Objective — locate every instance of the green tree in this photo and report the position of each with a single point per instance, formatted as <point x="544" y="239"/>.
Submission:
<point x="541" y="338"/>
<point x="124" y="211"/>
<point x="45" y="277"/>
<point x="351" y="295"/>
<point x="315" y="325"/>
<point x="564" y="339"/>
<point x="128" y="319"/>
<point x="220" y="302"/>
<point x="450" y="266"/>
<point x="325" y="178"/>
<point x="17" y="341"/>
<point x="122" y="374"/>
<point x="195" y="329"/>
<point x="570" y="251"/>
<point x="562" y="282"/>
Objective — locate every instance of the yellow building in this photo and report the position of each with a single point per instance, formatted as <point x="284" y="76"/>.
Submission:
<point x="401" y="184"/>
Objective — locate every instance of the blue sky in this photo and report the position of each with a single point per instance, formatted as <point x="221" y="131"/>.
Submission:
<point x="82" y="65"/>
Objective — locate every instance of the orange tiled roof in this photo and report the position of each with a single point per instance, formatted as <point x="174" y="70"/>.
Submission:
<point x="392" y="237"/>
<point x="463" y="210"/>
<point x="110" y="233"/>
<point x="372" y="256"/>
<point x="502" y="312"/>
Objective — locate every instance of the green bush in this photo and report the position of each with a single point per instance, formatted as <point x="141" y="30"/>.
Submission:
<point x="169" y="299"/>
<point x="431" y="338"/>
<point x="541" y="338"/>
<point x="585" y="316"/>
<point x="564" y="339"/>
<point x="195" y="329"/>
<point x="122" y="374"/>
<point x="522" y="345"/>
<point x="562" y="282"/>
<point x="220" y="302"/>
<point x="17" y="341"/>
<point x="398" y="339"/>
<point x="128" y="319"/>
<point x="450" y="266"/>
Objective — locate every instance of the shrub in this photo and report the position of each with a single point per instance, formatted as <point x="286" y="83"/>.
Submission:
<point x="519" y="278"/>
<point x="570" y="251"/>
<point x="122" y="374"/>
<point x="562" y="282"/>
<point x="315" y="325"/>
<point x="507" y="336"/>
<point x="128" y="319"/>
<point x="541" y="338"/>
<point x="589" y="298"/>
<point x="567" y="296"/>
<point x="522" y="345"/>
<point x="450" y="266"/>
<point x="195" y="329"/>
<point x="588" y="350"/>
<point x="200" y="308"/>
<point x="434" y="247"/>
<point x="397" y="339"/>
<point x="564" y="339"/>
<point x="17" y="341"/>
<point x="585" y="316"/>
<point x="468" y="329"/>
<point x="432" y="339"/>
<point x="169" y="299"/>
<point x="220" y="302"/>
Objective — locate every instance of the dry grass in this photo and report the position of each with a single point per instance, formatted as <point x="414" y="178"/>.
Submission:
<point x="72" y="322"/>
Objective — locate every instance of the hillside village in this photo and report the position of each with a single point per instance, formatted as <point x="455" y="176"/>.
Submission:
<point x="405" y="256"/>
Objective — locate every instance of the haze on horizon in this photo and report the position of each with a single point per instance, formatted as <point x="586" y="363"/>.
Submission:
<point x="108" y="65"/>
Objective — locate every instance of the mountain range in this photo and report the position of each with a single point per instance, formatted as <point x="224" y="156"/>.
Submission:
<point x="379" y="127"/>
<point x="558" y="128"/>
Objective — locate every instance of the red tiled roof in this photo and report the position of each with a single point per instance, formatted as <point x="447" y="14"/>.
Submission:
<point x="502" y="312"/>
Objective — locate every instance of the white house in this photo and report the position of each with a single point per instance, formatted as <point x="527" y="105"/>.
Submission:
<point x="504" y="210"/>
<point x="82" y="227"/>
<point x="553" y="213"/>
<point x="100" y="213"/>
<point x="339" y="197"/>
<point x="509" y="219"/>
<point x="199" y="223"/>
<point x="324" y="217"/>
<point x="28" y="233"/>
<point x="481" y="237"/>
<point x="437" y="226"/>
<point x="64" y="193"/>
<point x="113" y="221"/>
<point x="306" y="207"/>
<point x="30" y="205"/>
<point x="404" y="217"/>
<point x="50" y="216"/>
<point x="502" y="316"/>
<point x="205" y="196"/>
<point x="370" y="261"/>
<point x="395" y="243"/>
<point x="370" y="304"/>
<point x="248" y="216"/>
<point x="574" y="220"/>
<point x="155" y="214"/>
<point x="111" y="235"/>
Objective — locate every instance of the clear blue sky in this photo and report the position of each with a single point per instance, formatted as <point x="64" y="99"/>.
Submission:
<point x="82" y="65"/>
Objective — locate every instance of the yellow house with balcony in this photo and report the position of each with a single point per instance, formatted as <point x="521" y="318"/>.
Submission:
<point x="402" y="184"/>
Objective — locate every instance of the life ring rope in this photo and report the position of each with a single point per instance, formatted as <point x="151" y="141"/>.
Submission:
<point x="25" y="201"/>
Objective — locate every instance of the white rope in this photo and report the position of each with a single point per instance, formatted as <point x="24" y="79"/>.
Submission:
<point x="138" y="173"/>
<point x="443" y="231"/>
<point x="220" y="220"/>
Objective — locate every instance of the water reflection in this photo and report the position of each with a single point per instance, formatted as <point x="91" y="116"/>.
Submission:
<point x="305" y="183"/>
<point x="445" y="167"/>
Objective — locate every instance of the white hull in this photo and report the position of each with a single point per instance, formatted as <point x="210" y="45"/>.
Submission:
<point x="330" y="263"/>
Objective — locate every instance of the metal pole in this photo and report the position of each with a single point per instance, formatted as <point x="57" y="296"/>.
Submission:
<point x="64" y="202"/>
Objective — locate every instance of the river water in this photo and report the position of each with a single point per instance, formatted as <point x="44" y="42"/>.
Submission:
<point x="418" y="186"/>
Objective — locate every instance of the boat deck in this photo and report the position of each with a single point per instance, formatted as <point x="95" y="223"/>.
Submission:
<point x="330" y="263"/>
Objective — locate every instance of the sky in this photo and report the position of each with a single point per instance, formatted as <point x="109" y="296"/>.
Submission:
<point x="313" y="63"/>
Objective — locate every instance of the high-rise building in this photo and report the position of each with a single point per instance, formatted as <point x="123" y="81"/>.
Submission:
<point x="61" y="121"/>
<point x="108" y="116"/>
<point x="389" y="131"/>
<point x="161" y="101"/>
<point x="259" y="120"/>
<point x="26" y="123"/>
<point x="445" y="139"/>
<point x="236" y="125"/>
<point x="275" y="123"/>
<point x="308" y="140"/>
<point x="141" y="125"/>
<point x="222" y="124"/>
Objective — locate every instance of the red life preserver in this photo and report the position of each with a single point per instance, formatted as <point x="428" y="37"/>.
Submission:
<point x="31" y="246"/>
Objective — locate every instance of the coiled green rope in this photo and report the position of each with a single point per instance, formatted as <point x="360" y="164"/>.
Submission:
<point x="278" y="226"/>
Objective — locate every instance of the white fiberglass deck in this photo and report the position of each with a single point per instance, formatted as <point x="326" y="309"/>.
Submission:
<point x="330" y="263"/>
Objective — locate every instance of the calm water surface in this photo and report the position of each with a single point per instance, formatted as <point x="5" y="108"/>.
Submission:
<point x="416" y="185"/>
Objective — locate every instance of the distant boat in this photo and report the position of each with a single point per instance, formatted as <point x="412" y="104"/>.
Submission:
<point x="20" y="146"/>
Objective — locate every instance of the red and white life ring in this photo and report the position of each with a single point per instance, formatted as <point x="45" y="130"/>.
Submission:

- [THE EXERCISE]:
Rewrite everything from the line containing "Objective — locate every instance of the red and" down to the end of the items, changing "life ring" to "lifebuoy" and leaving every other word as it is.

- [RESPONSE]:
Objective — locate every instance of the red and white lifebuoy in this photo and report the position of each with a single point per instance, formatted as <point x="45" y="130"/>.
Submission:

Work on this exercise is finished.